Estratto selezionato:
L’Uomo, il Popolo, però, se vuole, può liberarsi di un cattivo governo; studiando i “libri buoni” e, al momento opportuno, con una rivoluzione.

Questo, in estrema sintesi, il pensiero che il filosofo milanese Pietro Verri (1728-1797) esterna nel “primo dialogo” dell’opera “Meditazioni sulla felicità” (1763).

Già allora, come oggi, la condizione pubblica era pessima: « L’Italia geme nell’inerzia sotto il peso della falsa politica e della superstizione » [alias la Chiesa, NdR], scriveva il conte Verri.

Per il filosofo, però, le colpe di tale condizione sono da addebitare proprio al Popolo: « I dispotici capiscono che la sicurezza loro dipende dalla ignoranza del popolo; e l’orgoglio di chi governa sempre rimane offeso da chi abbia una esistenza sua propria indipendente ».

Materiale fornito:
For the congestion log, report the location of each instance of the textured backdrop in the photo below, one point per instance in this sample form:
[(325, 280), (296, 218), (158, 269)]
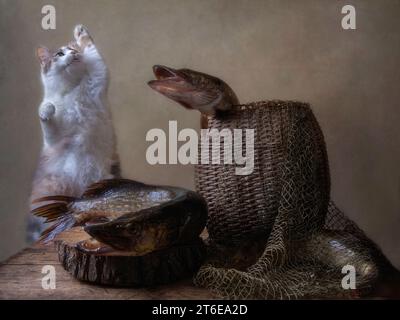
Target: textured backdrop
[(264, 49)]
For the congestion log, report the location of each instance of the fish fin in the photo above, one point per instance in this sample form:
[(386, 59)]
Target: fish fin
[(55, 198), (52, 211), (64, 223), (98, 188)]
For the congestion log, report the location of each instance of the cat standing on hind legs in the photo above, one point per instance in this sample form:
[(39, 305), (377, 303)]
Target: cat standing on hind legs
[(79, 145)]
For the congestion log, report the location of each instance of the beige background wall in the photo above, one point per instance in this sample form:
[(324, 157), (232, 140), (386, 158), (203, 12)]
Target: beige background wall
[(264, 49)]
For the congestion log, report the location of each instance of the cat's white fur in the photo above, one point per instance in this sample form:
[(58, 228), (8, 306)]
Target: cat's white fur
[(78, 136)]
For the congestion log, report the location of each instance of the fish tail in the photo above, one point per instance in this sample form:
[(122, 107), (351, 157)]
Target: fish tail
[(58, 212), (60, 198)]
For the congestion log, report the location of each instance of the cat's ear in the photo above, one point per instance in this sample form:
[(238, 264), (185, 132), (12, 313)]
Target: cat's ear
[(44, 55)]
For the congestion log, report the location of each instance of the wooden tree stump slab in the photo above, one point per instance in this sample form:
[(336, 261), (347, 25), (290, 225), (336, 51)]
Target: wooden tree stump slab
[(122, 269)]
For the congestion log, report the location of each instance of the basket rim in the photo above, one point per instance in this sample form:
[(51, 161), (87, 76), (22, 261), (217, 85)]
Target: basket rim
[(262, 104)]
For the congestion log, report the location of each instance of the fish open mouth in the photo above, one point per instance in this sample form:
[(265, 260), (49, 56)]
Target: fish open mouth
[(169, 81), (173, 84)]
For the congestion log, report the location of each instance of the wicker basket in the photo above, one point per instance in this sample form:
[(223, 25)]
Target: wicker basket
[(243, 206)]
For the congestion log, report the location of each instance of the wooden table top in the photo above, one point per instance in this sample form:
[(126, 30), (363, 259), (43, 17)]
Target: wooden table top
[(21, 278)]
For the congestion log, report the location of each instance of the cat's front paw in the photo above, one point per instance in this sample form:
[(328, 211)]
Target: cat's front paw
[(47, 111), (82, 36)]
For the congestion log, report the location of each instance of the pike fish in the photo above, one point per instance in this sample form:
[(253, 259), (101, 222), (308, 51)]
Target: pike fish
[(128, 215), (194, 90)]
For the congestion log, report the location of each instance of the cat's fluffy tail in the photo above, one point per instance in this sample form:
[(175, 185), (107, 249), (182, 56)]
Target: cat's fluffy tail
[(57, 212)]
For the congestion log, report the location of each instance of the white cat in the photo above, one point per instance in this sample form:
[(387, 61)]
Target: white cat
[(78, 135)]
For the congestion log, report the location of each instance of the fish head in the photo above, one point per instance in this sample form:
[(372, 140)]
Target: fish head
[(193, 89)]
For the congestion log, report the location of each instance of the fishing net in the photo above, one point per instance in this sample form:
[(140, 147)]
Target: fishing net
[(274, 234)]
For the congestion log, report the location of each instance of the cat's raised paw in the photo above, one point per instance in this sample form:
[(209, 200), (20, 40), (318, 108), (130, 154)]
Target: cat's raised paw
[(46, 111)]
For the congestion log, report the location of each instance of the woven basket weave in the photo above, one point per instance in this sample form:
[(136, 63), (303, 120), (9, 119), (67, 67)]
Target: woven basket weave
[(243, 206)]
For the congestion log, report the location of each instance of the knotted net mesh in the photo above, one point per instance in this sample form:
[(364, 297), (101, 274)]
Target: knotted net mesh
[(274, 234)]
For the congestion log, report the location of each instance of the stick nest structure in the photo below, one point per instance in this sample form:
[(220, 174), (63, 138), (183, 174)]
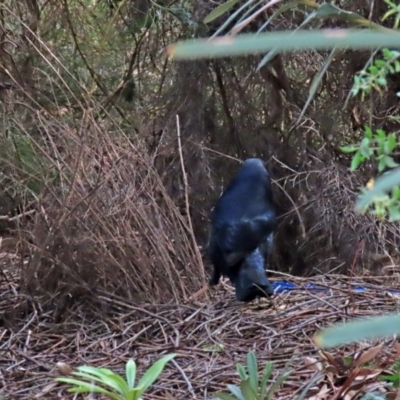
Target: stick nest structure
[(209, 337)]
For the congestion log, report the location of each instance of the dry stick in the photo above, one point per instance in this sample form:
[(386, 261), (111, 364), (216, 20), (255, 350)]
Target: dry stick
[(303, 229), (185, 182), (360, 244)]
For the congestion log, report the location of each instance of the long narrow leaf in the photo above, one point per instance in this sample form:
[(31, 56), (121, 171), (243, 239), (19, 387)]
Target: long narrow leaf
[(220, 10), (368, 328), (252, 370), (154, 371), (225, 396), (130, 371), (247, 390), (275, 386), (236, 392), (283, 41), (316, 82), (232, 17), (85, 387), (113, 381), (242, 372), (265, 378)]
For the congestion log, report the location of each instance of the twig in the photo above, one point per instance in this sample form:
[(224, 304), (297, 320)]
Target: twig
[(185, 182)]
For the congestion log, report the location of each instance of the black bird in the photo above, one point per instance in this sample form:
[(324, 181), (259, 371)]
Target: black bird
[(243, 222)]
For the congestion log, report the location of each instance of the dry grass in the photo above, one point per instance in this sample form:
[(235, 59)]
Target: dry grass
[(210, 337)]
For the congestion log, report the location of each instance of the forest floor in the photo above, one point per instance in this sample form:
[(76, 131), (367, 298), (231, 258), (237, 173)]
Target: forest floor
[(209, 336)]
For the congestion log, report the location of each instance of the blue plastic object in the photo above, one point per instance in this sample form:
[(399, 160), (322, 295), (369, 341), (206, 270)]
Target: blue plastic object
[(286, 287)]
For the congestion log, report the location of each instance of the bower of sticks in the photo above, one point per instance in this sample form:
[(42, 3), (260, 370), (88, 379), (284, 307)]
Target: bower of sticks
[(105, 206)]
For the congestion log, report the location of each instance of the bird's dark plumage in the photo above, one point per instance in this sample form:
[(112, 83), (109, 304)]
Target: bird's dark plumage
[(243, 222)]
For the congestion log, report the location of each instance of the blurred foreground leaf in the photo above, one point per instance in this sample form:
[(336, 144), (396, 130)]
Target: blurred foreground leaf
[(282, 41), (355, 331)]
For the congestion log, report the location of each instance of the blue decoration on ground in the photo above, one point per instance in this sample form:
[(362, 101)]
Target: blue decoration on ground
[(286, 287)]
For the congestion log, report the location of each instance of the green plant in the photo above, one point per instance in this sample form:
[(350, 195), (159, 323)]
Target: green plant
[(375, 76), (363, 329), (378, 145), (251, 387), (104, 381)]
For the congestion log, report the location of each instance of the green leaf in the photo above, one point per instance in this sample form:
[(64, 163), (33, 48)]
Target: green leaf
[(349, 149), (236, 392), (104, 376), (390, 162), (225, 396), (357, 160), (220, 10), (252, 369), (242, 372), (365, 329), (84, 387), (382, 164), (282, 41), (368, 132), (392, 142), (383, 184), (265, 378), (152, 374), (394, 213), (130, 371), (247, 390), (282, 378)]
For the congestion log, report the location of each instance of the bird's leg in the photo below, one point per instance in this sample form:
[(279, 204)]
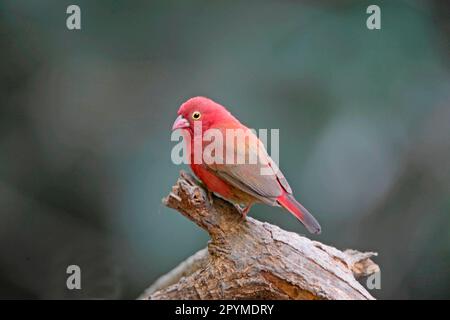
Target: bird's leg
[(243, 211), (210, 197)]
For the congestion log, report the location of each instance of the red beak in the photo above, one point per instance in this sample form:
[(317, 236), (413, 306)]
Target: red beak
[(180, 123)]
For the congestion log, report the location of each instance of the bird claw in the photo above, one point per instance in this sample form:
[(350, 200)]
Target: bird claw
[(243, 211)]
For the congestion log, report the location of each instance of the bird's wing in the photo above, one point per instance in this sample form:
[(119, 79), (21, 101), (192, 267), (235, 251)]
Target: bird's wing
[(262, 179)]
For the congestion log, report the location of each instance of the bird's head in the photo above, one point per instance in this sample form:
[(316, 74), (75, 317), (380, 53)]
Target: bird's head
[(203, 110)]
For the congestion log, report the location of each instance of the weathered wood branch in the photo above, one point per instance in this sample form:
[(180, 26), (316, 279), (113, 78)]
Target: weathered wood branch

Lavoro richiesto: Nell'estratto su Pietro Verri, in quale opera il filosofo espone il pensiero riassunto all'inizio, e in che anno uscì?

Risultato completo: Nel “primo dialogo” dell'opera “Meditazioni sulla felicità”, del 1763.